All lines of the entries with "autumn" in them must be listed.
○ ○ ○
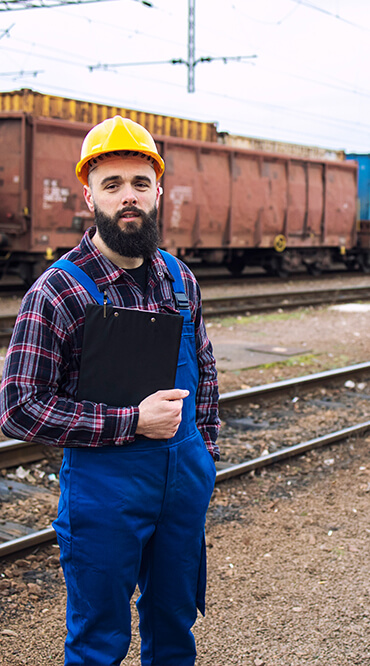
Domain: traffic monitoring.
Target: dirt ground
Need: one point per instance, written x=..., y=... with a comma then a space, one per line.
x=288, y=547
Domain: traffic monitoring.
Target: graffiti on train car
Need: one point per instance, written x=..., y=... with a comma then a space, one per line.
x=222, y=203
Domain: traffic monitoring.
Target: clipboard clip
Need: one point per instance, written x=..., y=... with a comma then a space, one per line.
x=181, y=300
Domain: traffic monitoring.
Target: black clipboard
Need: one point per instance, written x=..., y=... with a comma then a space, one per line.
x=127, y=354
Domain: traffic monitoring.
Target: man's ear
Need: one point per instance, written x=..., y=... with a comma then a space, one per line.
x=159, y=194
x=89, y=198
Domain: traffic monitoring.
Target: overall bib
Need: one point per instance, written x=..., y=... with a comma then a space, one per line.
x=135, y=514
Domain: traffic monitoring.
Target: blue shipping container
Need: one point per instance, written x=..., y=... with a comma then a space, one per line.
x=363, y=187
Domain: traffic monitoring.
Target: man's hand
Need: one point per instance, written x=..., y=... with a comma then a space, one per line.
x=160, y=414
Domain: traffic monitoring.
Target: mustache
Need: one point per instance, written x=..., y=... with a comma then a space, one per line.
x=129, y=209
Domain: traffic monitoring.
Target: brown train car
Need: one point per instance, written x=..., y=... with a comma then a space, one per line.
x=220, y=203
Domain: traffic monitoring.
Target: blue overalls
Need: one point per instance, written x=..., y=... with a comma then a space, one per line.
x=135, y=514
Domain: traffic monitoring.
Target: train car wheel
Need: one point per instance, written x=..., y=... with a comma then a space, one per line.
x=364, y=262
x=314, y=269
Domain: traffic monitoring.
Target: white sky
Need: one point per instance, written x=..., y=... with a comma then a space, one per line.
x=310, y=83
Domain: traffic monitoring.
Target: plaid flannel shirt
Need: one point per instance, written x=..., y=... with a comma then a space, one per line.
x=39, y=385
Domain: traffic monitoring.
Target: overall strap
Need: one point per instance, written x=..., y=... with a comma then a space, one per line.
x=181, y=299
x=81, y=277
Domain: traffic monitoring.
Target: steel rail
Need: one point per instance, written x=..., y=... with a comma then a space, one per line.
x=48, y=535
x=31, y=540
x=286, y=385
x=290, y=451
x=14, y=452
x=216, y=307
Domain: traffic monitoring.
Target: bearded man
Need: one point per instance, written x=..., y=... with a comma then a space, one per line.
x=136, y=479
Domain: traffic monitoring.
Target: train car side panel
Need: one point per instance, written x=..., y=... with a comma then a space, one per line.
x=59, y=211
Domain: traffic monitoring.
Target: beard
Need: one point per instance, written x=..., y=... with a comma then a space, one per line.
x=135, y=239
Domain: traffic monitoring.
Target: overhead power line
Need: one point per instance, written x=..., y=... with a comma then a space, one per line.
x=191, y=62
x=12, y=5
x=22, y=73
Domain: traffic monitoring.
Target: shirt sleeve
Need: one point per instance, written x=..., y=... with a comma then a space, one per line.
x=39, y=383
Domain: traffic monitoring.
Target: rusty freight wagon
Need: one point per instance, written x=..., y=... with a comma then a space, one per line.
x=221, y=203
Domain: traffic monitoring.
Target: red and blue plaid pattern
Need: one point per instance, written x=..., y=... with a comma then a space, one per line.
x=41, y=369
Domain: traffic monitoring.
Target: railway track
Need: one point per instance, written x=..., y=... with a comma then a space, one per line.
x=239, y=305
x=13, y=453
x=249, y=304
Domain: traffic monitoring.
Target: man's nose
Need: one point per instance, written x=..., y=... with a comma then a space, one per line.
x=128, y=195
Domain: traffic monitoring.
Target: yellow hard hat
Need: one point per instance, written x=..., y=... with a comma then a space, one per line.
x=117, y=135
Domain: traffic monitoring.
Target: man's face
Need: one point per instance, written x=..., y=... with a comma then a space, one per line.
x=124, y=197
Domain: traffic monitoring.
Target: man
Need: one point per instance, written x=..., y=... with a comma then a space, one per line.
x=136, y=480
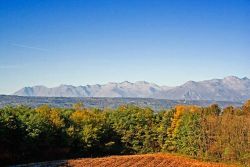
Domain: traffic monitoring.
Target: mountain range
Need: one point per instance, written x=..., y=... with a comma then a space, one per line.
x=230, y=88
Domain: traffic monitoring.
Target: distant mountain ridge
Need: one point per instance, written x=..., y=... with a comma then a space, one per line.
x=227, y=89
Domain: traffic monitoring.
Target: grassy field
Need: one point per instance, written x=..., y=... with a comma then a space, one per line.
x=148, y=160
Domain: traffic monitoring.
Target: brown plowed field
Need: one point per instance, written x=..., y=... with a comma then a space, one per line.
x=148, y=160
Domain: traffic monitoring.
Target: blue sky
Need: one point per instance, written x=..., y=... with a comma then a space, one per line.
x=168, y=42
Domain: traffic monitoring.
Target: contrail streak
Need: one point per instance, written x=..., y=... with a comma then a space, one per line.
x=28, y=47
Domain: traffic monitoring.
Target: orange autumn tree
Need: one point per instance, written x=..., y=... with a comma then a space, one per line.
x=175, y=130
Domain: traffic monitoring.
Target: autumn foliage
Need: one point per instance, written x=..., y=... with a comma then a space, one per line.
x=47, y=133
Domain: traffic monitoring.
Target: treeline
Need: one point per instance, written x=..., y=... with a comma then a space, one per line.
x=46, y=133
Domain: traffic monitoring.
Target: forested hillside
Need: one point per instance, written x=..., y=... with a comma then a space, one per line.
x=46, y=133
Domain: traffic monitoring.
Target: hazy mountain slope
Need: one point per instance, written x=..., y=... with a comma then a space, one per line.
x=228, y=89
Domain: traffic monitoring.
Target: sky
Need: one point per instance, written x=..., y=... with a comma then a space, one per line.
x=79, y=42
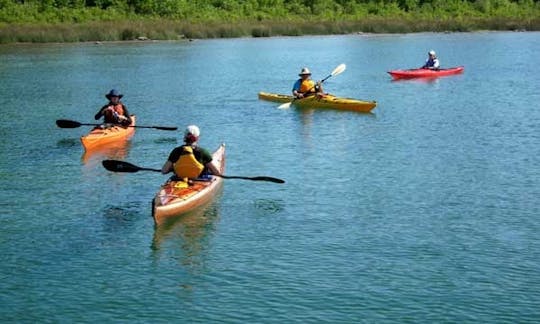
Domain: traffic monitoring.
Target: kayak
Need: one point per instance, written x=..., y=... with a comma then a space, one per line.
x=175, y=198
x=106, y=134
x=327, y=101
x=424, y=73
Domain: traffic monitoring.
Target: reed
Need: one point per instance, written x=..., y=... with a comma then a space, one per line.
x=166, y=29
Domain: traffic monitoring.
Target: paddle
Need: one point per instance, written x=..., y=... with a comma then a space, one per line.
x=121, y=166
x=65, y=123
x=338, y=70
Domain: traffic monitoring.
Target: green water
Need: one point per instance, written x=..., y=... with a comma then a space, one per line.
x=425, y=210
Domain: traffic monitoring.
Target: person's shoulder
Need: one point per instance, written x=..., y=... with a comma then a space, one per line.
x=202, y=150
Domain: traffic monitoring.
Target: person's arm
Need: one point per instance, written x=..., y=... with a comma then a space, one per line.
x=318, y=87
x=296, y=87
x=167, y=167
x=126, y=119
x=212, y=168
x=100, y=113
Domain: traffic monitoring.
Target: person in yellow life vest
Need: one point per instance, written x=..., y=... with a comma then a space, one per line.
x=115, y=112
x=305, y=87
x=190, y=161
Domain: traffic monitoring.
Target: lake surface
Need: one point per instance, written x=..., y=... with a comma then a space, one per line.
x=425, y=210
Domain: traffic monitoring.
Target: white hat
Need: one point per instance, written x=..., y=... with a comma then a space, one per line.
x=305, y=71
x=193, y=130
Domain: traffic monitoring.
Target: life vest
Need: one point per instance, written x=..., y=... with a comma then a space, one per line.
x=187, y=166
x=307, y=86
x=117, y=110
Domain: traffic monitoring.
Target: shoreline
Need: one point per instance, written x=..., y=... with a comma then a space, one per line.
x=167, y=30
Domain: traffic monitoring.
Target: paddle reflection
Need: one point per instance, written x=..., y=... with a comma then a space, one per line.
x=187, y=237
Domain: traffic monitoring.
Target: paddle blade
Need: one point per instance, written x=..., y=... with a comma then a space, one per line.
x=269, y=179
x=119, y=166
x=339, y=69
x=260, y=178
x=165, y=128
x=286, y=105
x=65, y=123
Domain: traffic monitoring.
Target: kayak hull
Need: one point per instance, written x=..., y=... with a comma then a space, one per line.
x=425, y=73
x=101, y=137
x=173, y=200
x=327, y=101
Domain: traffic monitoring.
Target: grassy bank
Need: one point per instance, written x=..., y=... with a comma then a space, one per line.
x=106, y=20
x=163, y=29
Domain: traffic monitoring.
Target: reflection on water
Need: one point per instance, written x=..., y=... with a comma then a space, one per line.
x=166, y=140
x=419, y=80
x=269, y=206
x=187, y=237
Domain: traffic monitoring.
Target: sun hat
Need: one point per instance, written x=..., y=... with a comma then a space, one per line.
x=304, y=71
x=191, y=134
x=192, y=130
x=113, y=93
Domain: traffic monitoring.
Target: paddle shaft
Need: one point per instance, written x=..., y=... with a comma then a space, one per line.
x=121, y=166
x=65, y=123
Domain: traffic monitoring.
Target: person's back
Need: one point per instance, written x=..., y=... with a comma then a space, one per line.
x=304, y=86
x=114, y=112
x=432, y=62
x=189, y=161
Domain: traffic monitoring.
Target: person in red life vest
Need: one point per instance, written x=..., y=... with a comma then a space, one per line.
x=305, y=87
x=115, y=112
x=190, y=161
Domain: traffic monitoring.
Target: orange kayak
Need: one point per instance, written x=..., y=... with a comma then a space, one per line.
x=103, y=135
x=175, y=198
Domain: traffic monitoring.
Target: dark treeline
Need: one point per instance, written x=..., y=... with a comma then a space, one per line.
x=84, y=20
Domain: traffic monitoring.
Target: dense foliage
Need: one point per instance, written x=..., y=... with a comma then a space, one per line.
x=52, y=11
x=86, y=20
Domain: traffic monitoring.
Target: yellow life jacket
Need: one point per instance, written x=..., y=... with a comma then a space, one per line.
x=187, y=165
x=307, y=86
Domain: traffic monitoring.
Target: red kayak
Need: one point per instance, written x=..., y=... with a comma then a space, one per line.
x=424, y=73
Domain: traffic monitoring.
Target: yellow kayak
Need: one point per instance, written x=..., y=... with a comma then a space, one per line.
x=326, y=101
x=175, y=198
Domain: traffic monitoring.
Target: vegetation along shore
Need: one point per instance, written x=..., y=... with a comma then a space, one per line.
x=40, y=21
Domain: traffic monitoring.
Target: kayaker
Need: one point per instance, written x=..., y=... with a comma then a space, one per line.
x=190, y=161
x=432, y=62
x=115, y=112
x=305, y=87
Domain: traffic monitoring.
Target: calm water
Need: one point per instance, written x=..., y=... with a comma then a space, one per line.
x=426, y=210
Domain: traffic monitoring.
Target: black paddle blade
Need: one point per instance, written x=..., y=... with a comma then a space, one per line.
x=65, y=123
x=269, y=179
x=165, y=128
x=119, y=166
x=261, y=178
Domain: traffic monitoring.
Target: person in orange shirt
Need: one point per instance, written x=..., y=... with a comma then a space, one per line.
x=115, y=112
x=305, y=87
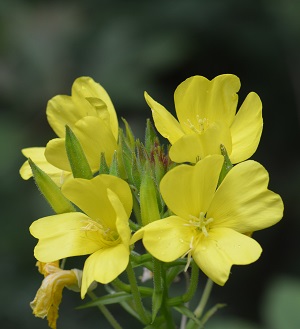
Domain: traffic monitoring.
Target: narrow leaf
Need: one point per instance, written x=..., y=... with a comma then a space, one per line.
x=78, y=161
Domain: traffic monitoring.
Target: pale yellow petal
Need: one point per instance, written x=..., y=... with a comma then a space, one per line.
x=122, y=220
x=198, y=98
x=104, y=266
x=246, y=129
x=95, y=138
x=167, y=239
x=61, y=111
x=96, y=95
x=193, y=147
x=243, y=202
x=223, y=248
x=188, y=190
x=91, y=197
x=36, y=154
x=164, y=121
x=56, y=154
x=64, y=235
○ ○ ○
[Answer area]
Target: orange autumn tree
Target: autumn foliage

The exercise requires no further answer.